* Extract provided
------------------------------------------------------------------------

242 A.3d 191
Md.2020Background
- In Jan 2013 Byron Harris gave police a signed, handwritten statement and photo-array identification implicating Eric Wise in the killing of Edward Thomas.
- In July 2015 Harris suffered a severe head injury in an unrelated robbery, resulting in memory loss and cognitive deficits.
- At Wise’s 2017 trial Harris testified under oath but provided a different account: he said he heard shots from a bar down the street, returned to find police already outside, and could not recall writing the earlier statement (though he recognized his signature).
- The State sought to admit Harris’s signed, written police statement under Maryland Rule 5-802.1(a) (prior inconsistent statement); the trial court admitted it and Harris read it to the jury.
- Jury convicted Wise of first-degree assault and related firearm offenses (acquitted of first-degree murder); Wise appealed arguing (1) actual memory loss cannot constitute an inconsistency (relying on Corbett) and (2) the Court of Special Appeals improperly required only a “material” inconsistency.
- The Court of Appeals affirmed: a prior inconsistent statement may be admitted even if the trial contradiction arises from actual memory loss so long as the trial testimony positively and materially contradicts the prior statement; it also endorsed a materiality requirement to prevent admission based on trivial discrepancies.

------------------------------------------------------------------------

* Listing

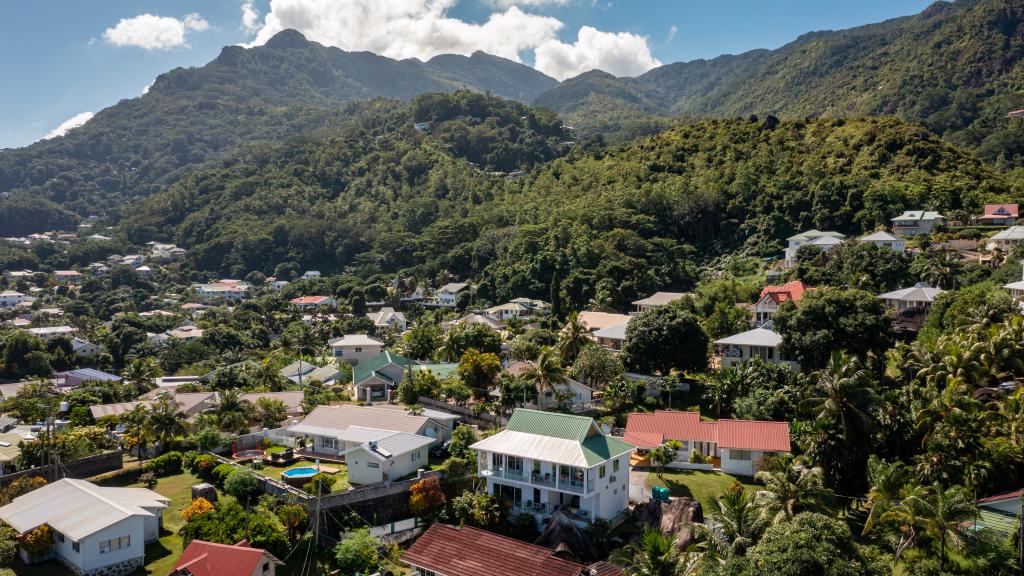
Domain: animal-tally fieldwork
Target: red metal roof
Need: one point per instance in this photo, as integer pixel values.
(647, 429)
(754, 435)
(470, 551)
(999, 497)
(993, 211)
(209, 559)
(793, 290)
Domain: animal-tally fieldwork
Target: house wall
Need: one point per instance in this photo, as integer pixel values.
(88, 557)
(360, 464)
(354, 355)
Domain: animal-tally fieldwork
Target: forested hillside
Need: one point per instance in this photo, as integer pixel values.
(289, 86)
(956, 68)
(379, 197)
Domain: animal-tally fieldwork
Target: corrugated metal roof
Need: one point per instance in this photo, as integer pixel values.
(341, 417)
(470, 551)
(550, 423)
(78, 508)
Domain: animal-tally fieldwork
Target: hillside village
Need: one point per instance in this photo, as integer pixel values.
(414, 418)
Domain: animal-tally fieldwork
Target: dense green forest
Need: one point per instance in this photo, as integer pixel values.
(956, 68)
(379, 197)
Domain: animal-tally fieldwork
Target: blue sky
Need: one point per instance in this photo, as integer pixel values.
(67, 57)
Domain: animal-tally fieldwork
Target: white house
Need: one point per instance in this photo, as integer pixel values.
(657, 299)
(446, 296)
(737, 447)
(913, 222)
(355, 347)
(10, 298)
(546, 461)
(759, 342)
(387, 318)
(84, 348)
(921, 295)
(823, 240)
(1006, 240)
(333, 430)
(96, 530)
(885, 240)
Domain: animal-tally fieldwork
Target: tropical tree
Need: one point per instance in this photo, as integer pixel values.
(655, 554)
(939, 511)
(788, 490)
(572, 338)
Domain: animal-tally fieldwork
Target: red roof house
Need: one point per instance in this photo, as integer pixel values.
(738, 444)
(470, 551)
(209, 559)
(999, 214)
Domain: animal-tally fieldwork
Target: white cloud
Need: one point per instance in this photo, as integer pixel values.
(423, 29)
(155, 33)
(621, 53)
(250, 16)
(73, 122)
(195, 22)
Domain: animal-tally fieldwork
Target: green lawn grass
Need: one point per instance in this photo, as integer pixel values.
(699, 485)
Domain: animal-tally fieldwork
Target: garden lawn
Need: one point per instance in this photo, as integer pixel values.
(274, 471)
(699, 485)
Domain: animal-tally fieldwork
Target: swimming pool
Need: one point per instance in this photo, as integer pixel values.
(305, 471)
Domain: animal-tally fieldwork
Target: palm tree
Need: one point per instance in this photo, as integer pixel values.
(137, 418)
(165, 420)
(655, 554)
(790, 490)
(547, 371)
(844, 396)
(887, 480)
(940, 512)
(572, 338)
(734, 525)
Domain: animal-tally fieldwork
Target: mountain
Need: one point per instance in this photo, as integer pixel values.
(956, 68)
(287, 87)
(377, 197)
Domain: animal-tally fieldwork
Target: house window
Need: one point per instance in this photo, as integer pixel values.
(113, 544)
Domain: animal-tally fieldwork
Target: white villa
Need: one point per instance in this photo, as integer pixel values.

------------------------------------------------------------------------

* Tasks and exercises
**A.** Restate the case summary, starting at the words "- Jury convicted" and ending after "on trivial discrepancies.", with "minor discrepancies" substituted for "trivial discrepancies".
**B.** How many lines of the rows contain the string "roof"? Case counts. Give the number only.

* Solutions below
**A.**
- Jury convicted Wise of first-degree assault and related firearm offenses (acquitted of first-degree murder); Wise appealed arguing (1) actual memory loss cannot constitute an inconsistency (relying on Corbett) and (2) the Court of Special Appeals improperly required only a “material” inconsistency.
- The Court of Appeals affirmed: a prior inconsistent statement may be admitted even if the trial contradiction arises from actual memory loss so long as the trial testimony positively and materially contradicts the prior statement; it also endorsed a materiality requirement to prevent admission based on minor discrepancies.

**B.** 3